課題 1:
ウクライナ史の本を紹介する記事のうち、「オデッサ出身者以外を見ても」で始まる段落を、主な事実を残して箇条書きにまとめること。
課題 2:
ウクライナ史の本を紹介する記事の「元駐ウクライナ大使が伝える、複雑で懐の深い歴史とは? 黒川祐次『物語 ウクライナの歴史』を読む」から「カなど、枚挙にいとまがない。」まで(両端の語句も含む)を、「ヘリコプター」を「回転翼機」に差し替えて書き出すこと。
課題 3:
ウクライナ史の本を紹介する記事の最後の文の後から、その続きを書いてください。

文書抜粋:
---

元駐ウクライナ大使が伝える、複雑で懐の深い歴史とは? 黒川祐次『物語 ウクライナの歴史』を読む

 オデッサ出身者以外を見ても、ウクライナは人材の宝庫である。「鼻」「外套」などの小説で知られる、ロシア文学を代表する作家・ゴーゴリもウクライナ出身。美術様式「シュプレマティスム」を唱えた画家のカジミール・マレーヴィッチ、免疫学の創始者でノーベル生理学・医学賞を受賞したイリア・メチニコフ、ヘリコプターの実用化に貢献したイゴール・シコルスキー、「鳥人」の異名を持つ棒高跳び選手のセルゲイ・ブブカなど、枚挙にいとまがない。

 政治家・軍人にもユニークな人物がいる。本書で「ウクライナ史最大の英雄」とされているボフダン・フメリニツキーは、50歳を過ぎてから自らのそしてウクライナの運命を大きく変えた男として歴史に名を残す。

---

行データ:
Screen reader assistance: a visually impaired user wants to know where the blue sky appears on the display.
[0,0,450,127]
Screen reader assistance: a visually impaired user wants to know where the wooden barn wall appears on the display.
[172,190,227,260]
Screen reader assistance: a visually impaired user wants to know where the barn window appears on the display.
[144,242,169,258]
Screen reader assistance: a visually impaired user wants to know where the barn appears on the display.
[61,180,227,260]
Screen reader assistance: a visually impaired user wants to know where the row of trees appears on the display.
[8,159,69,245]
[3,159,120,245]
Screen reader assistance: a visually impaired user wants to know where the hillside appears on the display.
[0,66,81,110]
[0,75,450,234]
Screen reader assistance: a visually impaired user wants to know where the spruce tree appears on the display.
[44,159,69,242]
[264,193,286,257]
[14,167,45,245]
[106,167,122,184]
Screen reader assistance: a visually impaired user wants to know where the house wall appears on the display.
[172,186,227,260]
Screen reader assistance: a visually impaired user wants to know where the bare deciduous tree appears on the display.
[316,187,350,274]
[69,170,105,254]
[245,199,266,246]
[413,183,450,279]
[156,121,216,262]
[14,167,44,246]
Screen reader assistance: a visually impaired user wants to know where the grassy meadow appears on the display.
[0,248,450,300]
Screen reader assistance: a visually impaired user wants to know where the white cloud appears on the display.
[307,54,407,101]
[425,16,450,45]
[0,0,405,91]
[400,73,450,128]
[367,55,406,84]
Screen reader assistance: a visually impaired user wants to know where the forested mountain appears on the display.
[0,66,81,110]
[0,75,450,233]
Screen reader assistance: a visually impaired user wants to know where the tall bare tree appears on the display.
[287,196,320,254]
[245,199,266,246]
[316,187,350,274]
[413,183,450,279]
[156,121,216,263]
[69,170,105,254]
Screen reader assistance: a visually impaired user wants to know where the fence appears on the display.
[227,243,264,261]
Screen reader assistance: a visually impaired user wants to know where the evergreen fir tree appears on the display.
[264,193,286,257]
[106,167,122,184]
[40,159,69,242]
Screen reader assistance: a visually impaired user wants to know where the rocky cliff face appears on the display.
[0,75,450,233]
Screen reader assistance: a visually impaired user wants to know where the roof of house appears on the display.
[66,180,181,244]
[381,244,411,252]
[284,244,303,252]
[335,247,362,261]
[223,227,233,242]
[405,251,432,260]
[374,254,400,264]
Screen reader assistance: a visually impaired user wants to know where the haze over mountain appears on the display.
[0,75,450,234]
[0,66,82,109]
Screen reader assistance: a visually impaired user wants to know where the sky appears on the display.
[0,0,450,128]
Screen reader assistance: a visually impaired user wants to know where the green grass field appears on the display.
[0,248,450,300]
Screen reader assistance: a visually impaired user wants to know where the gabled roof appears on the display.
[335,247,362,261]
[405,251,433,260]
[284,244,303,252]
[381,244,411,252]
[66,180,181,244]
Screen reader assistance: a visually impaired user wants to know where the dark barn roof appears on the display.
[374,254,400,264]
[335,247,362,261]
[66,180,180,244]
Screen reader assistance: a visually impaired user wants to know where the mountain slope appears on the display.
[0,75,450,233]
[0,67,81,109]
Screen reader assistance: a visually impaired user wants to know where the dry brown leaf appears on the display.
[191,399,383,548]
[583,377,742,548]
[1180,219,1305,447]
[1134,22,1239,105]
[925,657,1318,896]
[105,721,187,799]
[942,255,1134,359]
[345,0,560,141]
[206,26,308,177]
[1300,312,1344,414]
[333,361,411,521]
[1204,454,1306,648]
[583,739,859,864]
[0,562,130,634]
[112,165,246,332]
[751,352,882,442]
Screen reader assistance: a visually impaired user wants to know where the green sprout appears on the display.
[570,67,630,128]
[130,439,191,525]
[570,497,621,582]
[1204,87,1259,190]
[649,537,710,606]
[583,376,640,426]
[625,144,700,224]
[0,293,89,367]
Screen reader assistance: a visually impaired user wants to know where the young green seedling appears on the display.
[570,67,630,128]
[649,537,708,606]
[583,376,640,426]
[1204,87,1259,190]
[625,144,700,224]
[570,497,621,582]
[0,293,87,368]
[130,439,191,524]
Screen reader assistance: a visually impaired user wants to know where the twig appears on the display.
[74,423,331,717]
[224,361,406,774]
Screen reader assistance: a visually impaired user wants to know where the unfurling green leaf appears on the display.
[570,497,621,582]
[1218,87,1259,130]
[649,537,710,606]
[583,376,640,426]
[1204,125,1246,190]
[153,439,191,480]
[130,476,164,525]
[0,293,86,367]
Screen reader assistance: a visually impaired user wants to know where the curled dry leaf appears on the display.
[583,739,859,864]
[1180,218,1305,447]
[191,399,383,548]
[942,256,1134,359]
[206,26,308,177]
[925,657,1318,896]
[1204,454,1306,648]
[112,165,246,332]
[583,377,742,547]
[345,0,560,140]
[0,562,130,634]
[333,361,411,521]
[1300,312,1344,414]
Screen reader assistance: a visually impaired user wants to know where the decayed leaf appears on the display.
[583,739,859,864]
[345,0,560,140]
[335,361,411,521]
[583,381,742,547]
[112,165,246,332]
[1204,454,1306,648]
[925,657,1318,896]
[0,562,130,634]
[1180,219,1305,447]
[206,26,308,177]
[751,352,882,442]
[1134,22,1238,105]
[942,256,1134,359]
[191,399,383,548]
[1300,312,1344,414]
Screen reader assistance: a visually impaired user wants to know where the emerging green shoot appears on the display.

---

出力 1:
- オデッサ出身者以外にも、ウクライナは多くの人材を生んでいる。
- ゴーゴリ:「鼻」「外套」などで知られるロシア文学を代表する作家
- カジミール・マレーヴィッチ:美術様式「シュプレマティスム」を唱えた画家
- イリア・メチニコフ:免疫学の創始者で、ノーベル生理学・医学賞を受賞
- イゴール・シコルスキー:ヘリコプターの実用化に貢献
- セルゲイ・ブブカ:「鳥人」の異名を持つ棒高跳び選手

出力 2:
元駐ウクライナ大使が伝える、複雑で懐の深い歴史とは? 黒川祐次『物語 ウクライナの歴史』を読む

 オデッサ出身者以外を見ても、ウクライナは人材の宝庫である。「鼻」「外套」などの小説で知られる、ロシア文学を代表する作家・ゴーゴリもウクライナ出身。美術様式「シュプレマティスム」を唱えた画家のカジミール・マレーヴィッチ、免疫学の創始者でノーベル生理学・医学賞を受賞したイリア・メチニコフ、回転翼機の実用化に貢献したイゴール・シコルスキー、「鳥人」の異名を持つ棒高跳び選手のセルゲイ・ブブカなど、枚挙にいとまがない。

出力 3:
 フメリニツキーはウクライナの小領主の息子として、1595年に生まれる。支配国ポーランドに従う自治的武装集団「コサック」の隊長を務め、その後は領地の経営に専念していた。ところが1647年、ポーランドの貴族に土地の所有権を主張され襲撃に遭う。法廷・議会・ポーランド国王、あらゆる相手に助けを求めるも、救いの手が差し伸べられるどころか逆に逮捕されてしまう。友人の助けを得て脱獄に成功すると、フメリニツキーは反乱を決意。ポーランドの圧政に不満を募らせていたコサックや農民たちを仲間に迎えて挙兵すると、ポーランド軍を次々と撃破していくのだが……。

 ウクライナの歴史を俯瞰し各時代の主要な出来事を満遍なく取り上げている本書は、この国の大枠を把握するのに最適な一冊となるだけでなく、文化や人への興味も掻き立てられる。毎日メディアから流れてくるウクライナ関連のニュースも、背景や文脈を把握し関心を持って触れると、より理解が深まるはずだ。